→ **Directive**
Rewrite the part of the items that opens with the line containing "Could you please pick out the shaped" and runs through the end of the items, requests included. Multiply every point coordinate in the answers by 1.25 and round each to a whole number, with halves rounded up.
---------- Listed entries
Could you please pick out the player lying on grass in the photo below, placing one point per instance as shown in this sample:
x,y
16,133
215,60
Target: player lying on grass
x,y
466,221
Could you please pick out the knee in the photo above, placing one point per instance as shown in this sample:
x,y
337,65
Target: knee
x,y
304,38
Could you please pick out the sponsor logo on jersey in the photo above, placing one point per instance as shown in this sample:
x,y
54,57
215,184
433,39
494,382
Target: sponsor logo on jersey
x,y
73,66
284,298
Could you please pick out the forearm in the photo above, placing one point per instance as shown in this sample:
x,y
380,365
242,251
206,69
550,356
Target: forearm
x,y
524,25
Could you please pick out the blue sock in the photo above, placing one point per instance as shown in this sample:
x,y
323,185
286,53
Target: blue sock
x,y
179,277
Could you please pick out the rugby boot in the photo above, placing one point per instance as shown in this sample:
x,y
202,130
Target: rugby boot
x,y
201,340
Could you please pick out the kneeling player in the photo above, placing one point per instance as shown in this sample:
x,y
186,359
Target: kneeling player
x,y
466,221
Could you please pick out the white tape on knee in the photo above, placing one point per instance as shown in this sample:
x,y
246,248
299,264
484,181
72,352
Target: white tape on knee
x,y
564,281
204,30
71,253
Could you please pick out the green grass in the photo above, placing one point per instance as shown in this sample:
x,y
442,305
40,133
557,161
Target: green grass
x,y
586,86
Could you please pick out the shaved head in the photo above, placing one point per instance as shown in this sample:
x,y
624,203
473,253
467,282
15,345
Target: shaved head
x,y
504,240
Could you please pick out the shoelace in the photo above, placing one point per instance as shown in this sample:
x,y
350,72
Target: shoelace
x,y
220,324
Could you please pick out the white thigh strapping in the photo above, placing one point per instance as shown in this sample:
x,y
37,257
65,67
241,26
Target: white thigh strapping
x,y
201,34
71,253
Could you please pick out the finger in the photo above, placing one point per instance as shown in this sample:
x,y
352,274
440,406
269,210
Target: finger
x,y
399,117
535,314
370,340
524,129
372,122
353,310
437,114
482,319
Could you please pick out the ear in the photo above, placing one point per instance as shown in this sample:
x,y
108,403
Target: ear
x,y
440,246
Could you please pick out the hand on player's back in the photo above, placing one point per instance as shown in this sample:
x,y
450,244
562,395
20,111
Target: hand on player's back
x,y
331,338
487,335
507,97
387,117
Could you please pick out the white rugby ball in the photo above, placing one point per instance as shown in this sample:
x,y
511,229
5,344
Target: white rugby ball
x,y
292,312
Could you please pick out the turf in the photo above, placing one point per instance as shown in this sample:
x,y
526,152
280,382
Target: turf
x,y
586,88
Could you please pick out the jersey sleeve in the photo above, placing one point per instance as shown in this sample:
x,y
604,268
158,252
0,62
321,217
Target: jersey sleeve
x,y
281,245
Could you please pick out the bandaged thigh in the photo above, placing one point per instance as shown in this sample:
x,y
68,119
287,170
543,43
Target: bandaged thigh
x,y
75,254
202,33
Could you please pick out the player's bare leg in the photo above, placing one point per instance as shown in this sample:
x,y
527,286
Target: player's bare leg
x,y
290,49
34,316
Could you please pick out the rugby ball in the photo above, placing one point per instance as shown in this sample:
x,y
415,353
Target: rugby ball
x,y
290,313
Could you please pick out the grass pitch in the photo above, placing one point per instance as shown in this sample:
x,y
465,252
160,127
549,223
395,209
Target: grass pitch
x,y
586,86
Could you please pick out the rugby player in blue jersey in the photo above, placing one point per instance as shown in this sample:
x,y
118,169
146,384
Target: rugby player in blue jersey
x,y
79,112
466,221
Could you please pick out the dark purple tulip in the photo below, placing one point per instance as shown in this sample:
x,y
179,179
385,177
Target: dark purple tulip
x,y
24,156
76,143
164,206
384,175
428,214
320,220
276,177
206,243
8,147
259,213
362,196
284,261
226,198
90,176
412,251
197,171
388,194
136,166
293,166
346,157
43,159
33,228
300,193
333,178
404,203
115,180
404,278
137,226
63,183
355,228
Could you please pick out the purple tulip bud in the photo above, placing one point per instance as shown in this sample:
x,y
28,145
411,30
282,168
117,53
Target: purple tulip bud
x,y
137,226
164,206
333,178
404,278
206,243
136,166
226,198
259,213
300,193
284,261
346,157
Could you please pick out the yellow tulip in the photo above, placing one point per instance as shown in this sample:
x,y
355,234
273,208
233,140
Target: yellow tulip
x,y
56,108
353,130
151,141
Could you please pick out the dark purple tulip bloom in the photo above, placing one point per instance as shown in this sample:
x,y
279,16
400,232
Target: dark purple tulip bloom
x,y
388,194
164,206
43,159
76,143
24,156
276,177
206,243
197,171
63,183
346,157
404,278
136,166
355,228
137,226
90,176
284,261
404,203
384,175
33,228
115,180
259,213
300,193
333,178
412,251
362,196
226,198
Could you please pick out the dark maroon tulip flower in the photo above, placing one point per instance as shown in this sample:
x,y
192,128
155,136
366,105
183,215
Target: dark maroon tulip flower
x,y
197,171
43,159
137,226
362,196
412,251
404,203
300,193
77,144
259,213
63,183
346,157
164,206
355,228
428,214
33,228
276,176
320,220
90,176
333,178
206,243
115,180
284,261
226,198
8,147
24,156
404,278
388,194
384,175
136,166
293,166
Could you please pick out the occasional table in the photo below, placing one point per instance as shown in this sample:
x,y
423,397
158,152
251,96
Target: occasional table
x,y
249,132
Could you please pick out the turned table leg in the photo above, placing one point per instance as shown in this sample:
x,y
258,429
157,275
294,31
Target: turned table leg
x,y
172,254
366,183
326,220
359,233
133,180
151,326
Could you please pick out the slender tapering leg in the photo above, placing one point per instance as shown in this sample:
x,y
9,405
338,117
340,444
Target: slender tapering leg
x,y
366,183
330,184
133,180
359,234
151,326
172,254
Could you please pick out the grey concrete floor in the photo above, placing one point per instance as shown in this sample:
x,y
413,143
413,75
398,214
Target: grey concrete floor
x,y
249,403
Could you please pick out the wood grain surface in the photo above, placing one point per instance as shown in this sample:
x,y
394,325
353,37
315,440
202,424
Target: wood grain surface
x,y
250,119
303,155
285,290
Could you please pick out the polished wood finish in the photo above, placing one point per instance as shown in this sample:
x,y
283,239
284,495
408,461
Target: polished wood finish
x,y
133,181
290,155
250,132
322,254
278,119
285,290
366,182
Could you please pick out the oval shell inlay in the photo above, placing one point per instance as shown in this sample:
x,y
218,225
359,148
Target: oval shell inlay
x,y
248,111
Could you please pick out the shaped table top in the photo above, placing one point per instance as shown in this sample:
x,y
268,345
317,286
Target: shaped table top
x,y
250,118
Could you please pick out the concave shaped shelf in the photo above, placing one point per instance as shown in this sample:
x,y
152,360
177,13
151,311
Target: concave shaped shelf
--------------------
→ **Task result**
Could you please pick out the shaped table top in the photo above, placing one point per instance as shown in this sample:
x,y
268,345
317,286
Target: shaped table top
x,y
313,148
Could you please pick out the concave shaped shelf in the photo above, placing one point per instance as shown in this sample:
x,y
152,360
177,13
151,311
Target: concave shaped shelf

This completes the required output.